* CHALLENGE
Please decide whether each statement agrees with the Moondream guide below. Answer yes or no for each, and quote the guide's deciding words. (a) The model is loaded from vikhyatk/moondream2. (b) GPU acceleration is switched on by default in the code. (c) The guide is for running the model with transformers from Hugging Face.

* TEXT SEGMENT
——————————
Using Moondream with Transformers

Use this guide to run the latest model with transformers from Hugging Face.

from transformers import AutoModelForCausalLM, AutoTokenizer
from PIL import Image
 
# Initialize the model
model = AutoModelForCausalLM.from_pretrained(
    "vikhyatk/moondream2",
    revision="2025-01-09",
    trust_remote_code=True,
    # Uncomment for GPU acceleration & pip install accelerate
    # device_map={"": "cuda"}
)
 
# Load your image
image = Image.open("<PATH_TO_YOUR_IMAGE>")
 
# 1. Image Captioning
print("Short caption:")
print(model.caption(image, length="short")["caption"])
 
print("\nDetailed caption:")
for t in model.caption(image, length="normal", stream=True)["caption"]:
    print(t, end="", flush=True)
 
# 2. Visual Question Answering
print("\nAsking questions about the image:")
print(model.query(image, "How many people are in the image?")["answer"])
 
# 3. Object Detection
print("\nDetecting objects:")
objects = model.detect(image, "face")["objects"]
print(f"Found {len(objects)} face(s)")
 
# 4. Visual Pointing
print("\nLocating objects:")
points = model.point(image, "person")["points"]
print(f"Found {len(points)} person(s)")
——————————
* DATA SUPPLIED
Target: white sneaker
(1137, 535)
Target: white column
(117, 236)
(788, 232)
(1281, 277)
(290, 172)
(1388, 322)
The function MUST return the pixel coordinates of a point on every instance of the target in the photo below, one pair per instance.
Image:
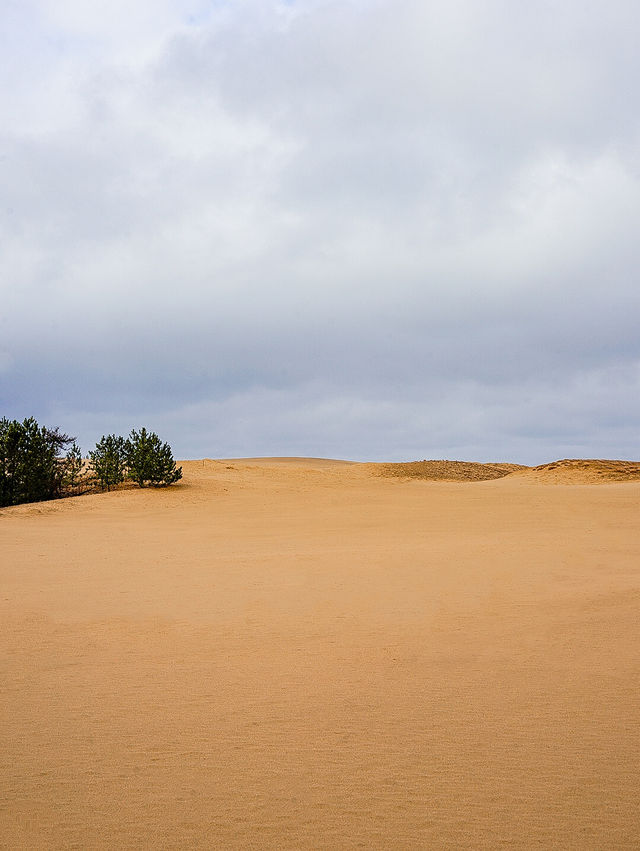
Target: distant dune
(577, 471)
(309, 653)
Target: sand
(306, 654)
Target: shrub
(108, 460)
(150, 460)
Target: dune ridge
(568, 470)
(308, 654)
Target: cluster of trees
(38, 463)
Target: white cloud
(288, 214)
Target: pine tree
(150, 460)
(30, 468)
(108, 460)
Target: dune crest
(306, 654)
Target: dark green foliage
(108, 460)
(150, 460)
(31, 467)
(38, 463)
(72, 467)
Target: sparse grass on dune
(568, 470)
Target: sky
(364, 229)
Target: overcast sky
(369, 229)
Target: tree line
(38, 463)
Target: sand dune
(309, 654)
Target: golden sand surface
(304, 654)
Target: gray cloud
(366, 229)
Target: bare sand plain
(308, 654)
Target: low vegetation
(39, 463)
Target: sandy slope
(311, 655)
——————————
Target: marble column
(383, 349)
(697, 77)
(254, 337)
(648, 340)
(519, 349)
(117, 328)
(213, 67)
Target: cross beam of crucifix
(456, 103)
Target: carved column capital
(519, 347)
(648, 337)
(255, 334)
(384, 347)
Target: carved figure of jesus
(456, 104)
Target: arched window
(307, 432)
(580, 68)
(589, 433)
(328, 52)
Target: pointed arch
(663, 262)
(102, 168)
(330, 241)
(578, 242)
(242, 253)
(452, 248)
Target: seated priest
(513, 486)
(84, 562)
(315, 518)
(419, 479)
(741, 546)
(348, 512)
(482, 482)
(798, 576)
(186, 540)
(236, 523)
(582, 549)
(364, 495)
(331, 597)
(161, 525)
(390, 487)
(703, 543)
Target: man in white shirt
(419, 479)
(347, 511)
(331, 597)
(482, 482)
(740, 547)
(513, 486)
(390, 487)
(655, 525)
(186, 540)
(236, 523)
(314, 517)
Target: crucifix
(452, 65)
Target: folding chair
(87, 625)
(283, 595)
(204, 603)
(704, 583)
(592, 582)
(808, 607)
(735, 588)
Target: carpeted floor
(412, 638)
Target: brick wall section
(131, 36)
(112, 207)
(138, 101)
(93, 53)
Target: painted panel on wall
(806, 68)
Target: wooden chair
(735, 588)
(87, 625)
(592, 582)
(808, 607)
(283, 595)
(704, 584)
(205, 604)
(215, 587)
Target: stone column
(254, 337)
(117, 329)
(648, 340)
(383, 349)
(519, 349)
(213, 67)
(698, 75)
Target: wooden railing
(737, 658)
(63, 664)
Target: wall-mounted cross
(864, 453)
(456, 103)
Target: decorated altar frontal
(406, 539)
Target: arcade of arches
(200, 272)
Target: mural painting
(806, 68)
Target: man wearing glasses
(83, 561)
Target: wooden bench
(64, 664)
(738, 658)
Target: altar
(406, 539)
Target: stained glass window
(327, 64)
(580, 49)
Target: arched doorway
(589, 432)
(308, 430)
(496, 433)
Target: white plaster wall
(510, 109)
——————————
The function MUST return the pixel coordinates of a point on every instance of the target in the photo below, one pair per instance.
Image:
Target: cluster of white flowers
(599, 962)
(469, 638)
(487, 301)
——————————
* EXPECTED OUTPUT
(a) Yes: "vikhyatk/moondream2"
(b) No: "# Uncomment for GPU acceleration & pip install accelerate"
(c) Yes: "Use this guide to run the latest model with transformers from Hugging Face."